§ **DESCRIPTION OF THE TASK**
Identify every line in the items that contains the string "stadium", and copy each of those lines in full.

Location identification entries
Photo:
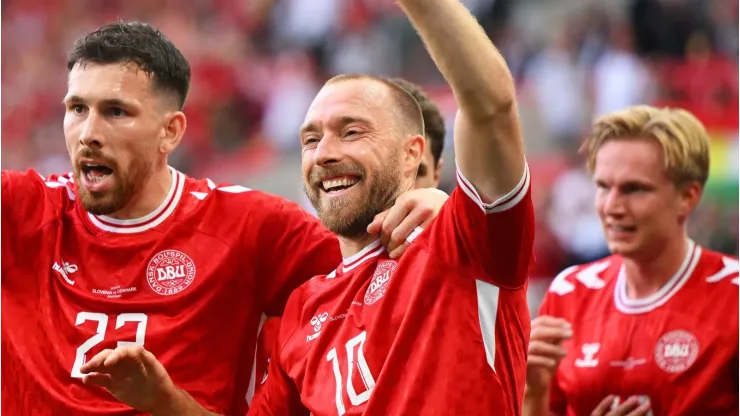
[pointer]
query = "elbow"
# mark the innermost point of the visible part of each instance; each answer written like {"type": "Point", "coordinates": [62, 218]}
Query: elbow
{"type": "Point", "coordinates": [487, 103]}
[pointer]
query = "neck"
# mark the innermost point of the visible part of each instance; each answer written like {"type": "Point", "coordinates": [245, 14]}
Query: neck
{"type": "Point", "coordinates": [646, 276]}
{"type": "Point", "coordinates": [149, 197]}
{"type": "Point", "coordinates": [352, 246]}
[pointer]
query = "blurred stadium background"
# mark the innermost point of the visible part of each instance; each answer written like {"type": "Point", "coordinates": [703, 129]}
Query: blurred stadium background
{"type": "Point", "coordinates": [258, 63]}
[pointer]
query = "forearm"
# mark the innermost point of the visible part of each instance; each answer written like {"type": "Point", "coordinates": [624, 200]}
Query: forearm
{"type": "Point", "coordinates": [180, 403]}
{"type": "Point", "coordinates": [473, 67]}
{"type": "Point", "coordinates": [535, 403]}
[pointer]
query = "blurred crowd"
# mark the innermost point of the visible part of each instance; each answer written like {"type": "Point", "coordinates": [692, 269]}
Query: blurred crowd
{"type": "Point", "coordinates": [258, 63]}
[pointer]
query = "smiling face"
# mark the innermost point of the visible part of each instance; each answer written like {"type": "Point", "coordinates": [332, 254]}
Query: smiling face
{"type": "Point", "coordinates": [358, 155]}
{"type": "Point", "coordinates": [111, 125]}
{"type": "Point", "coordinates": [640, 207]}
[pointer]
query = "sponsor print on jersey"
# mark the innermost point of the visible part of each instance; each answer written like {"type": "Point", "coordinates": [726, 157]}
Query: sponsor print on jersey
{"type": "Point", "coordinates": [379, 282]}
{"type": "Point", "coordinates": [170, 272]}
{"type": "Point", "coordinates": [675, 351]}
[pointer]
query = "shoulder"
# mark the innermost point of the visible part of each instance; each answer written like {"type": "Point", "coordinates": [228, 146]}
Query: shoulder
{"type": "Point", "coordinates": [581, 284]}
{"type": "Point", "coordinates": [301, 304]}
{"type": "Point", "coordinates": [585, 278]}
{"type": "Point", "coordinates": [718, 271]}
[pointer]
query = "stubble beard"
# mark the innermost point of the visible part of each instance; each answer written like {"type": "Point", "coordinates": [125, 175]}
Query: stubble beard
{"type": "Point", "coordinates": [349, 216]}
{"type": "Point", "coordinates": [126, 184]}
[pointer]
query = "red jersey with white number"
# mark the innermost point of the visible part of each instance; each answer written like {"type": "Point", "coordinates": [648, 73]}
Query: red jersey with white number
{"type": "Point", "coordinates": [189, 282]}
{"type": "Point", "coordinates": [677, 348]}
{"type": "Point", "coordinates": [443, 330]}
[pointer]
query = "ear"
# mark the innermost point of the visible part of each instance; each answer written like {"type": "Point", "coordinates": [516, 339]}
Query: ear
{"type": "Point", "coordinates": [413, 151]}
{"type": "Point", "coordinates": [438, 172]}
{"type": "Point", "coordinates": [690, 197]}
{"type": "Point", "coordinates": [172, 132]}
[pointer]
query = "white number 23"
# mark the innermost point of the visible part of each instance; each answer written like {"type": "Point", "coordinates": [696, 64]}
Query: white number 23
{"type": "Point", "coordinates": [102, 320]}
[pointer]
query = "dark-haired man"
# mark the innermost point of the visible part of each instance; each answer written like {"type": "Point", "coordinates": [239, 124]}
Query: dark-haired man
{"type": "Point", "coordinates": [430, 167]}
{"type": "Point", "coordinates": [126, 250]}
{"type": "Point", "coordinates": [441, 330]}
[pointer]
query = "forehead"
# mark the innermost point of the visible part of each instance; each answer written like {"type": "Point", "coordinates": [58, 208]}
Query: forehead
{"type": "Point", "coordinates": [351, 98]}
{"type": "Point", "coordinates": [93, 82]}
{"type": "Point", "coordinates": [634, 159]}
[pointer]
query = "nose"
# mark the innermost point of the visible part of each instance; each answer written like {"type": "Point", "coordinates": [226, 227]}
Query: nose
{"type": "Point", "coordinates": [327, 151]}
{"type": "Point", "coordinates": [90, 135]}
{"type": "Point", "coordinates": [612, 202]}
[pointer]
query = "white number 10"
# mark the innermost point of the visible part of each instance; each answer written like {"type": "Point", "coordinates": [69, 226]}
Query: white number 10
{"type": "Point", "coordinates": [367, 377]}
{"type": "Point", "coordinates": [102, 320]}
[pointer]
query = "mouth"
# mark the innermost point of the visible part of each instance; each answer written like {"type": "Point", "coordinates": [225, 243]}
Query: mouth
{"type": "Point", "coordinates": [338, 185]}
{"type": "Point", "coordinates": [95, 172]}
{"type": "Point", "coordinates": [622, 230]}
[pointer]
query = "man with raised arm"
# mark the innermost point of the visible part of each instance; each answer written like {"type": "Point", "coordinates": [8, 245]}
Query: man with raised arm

§ **PROBLEM SOLUTION**
query = "blurred stadium background"
Query: blurred stadium background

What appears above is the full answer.